** START **

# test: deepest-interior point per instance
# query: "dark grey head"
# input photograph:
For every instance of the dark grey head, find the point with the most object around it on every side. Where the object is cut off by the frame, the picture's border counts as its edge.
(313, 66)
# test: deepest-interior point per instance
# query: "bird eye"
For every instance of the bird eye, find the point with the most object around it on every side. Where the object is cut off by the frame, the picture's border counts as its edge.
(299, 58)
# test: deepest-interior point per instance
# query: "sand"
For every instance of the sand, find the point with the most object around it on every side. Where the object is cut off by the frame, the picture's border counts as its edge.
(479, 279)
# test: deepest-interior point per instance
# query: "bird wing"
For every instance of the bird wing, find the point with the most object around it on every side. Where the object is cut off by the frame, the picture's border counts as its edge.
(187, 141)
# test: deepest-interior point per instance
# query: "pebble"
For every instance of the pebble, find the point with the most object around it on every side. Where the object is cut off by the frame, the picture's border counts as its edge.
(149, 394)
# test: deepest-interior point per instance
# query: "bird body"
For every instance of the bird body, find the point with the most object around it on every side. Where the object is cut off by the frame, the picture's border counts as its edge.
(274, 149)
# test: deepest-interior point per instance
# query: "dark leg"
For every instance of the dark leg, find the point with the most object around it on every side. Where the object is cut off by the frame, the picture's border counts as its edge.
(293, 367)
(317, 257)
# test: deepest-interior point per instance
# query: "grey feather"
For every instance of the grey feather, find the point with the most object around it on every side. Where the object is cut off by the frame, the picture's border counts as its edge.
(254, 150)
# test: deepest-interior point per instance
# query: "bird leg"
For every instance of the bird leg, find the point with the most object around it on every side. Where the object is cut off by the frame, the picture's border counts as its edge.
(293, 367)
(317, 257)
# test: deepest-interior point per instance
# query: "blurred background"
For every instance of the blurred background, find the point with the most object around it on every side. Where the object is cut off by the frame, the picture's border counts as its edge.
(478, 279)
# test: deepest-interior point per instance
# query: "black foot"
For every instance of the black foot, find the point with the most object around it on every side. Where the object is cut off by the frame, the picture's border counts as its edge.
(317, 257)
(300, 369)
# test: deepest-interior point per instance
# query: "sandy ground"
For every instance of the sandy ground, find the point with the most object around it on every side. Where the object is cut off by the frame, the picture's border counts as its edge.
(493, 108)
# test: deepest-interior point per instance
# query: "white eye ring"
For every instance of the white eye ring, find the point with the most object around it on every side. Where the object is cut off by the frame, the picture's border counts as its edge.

** END **

* **GIVEN REQUEST**:
Reproduce the material above, every line of it, exactly.

* **EXERCISE RESULT**:
# test: deepest-interior point per instance
# query: "dark grey head"
# input photograph:
For every instance of the dark grey head, find the point with the most object around it on every side. Where the object is cut off by the frame, the picture's border counts as its edge.
(313, 66)
# test: deepest-interior point per instance
# query: "bird eye"
For every instance of the bird eye, find the point with the most object around it on every side. Where the object is cut off by the frame, the picture's border counts as its edge.
(299, 58)
# test: deepest-interior point per instance
# query: "sand"
For every instance of the sand, find the point with the most object around it on every side. Where the object is cut off by the frame, the picture's border counts as its edge.
(479, 279)
# test: deepest-interior point per instance
# query: "bird wing"
For every instance of the bird wing, find the point with the most object around it on every side. Where the object is cut off by the frame, the picture's border counts as its edge.
(187, 141)
# test: deepest-interior point per instance
# query: "pebble"
For every instance of the pebble, find the point with the most object around it on every side. Where the object is cut off by the frame, the picture's border counts as its edge.
(149, 394)
# test: deepest-interior point per instance
# query: "bird body"
For every instance of the bird body, find the point with the most object around it on every side. Where the object is cut off by the frame, the picture's border counts as its edge.
(274, 149)
# test: deepest-interior point per instance
# query: "dark leg"
For every instance of the dark leg, find the point with the most object around it on every side. Where the object is cut off by the frame, the picture's border counts as its edge.
(293, 367)
(317, 257)
# test: deepest-interior point per instance
# query: "grey feather"
For every instance of the grey feather, find the point with the most object around it on every side. Where the object is cut off by the frame, the picture's border counts as its edge.
(254, 150)
# test: deepest-interior point per instance
# query: "bird leg"
For every instance of the bird leg, find the point with the most object around it on every side. Where the object is cut off by the frame, the picture's border counts as its edge.
(293, 367)
(317, 257)
# test: deepest-interior point per instance
# query: "blurred background"
For every instance of the blurred background, find the point with the most object around it on every side. Where the object is cut off by the frame, the picture's border counts as its edge.
(478, 279)
# test: deepest-interior point per instance
# query: "black foot"
For every instance of the black foot, find the point with the most object around it on every side. Where the object is cut off by the frame, the picture's border counts as its edge.
(317, 257)
(300, 369)
# test: deepest-interior point per instance
# query: "sandy ground"
For every instance of the sandy ground, find the point with the most object around it on every side. Where the object is cut off by the frame, the picture's border counts as its edge.
(493, 108)
# test: deepest-interior point per instance
# query: "white eye ring"
For every instance of the white eye ring, find the point with the most object around it on every side. Where the object is cut off by the frame, the picture's border counts as its edge.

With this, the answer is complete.